TASK PROMPT ->
Please copy the data below, swapping every "integer pairs" for "number pairs" and leaving everything else unchanged.

EXCERPTED DATA ->
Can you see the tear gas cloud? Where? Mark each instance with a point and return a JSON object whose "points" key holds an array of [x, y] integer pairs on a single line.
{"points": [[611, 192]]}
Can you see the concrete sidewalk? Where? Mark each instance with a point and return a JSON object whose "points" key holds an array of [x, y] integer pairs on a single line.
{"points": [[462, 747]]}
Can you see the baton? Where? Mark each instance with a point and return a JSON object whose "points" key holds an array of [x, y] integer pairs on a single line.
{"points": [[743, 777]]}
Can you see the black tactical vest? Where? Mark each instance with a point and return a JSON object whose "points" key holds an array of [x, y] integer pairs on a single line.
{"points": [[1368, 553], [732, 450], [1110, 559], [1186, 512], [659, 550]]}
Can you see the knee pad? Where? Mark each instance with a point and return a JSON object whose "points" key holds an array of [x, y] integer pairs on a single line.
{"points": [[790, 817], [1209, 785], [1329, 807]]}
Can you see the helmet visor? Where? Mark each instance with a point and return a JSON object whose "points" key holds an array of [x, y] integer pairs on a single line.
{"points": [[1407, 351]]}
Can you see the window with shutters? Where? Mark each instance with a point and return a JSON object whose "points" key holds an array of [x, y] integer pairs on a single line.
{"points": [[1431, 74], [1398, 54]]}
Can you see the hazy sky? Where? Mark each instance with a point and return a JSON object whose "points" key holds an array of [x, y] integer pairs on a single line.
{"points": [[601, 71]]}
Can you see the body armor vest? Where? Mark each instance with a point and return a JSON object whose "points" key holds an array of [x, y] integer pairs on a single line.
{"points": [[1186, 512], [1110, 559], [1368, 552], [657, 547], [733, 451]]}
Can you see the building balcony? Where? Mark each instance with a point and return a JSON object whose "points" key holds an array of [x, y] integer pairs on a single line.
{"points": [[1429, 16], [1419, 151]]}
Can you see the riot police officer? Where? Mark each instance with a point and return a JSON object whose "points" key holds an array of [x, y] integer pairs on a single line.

EXERCISE ANSWER ->
Can you see the tear gas cloud? Where? Mark each instance with a point and return a JSON object whose "points" key holds an array of [x, y] number pairs on a single line.
{"points": [[611, 192]]}
Can you see the concrete sidewalk? Where? Mark each instance with a point and return a JSON object whose "points" key holds an array of [x, y] number pairs on a single line.
{"points": [[462, 747]]}
Can you see the baton? Where? Mark each instance with a point and return a JSON object whose "points" key holds an array of [x, y] number pairs on a single line.
{"points": [[743, 777]]}
Can you see the black tactical vest? Where? Mark each instance with a point and return a JSON object whose "points" key holds an array of [x, y] number pairs on a single line.
{"points": [[1368, 553], [732, 450], [1110, 559], [1186, 512], [659, 550]]}
Can you see the knee pad? Where? Mark each instance with a point and return a JSON object whose "points" key holds an array of [x, y] number pairs on a single line.
{"points": [[790, 817], [1209, 785], [1329, 807]]}
Can you see the helmet visor? Where? Mark each instance with a point and return a JSON object whose "points" key holds an array of [x, y] number pairs on a single line.
{"points": [[1407, 351]]}
Can you see the window with shutters? Where? Mark each instance with a point and return a JSON object whose "points" key holds an array of [x, y] number pairs on a single line.
{"points": [[1431, 74], [1398, 54]]}
Can you see the hazy sky? Where? Mark each instance with a point and return a JSON object whose "points" key holds an array of [x, y] number pairs on a single line.
{"points": [[601, 71]]}
Can you see the body armor vest? Where? Mark each instance with a point and return a JSON object whose "points" key holds an array of [x, y] number pairs on a single line.
{"points": [[1186, 512], [1110, 559], [1368, 552], [657, 547], [733, 451]]}
Can you see the building balcony? Where? Mark each instance with a point and return a JSON object whose "points" key holds an array of [x, y] number pairs on a single line.
{"points": [[1429, 16], [1419, 151]]}
Can you see the riot police officer? Where? Mark each instance with a point and return a JSON object whose "points" key holds an array of [x, y] number pairs on a single line.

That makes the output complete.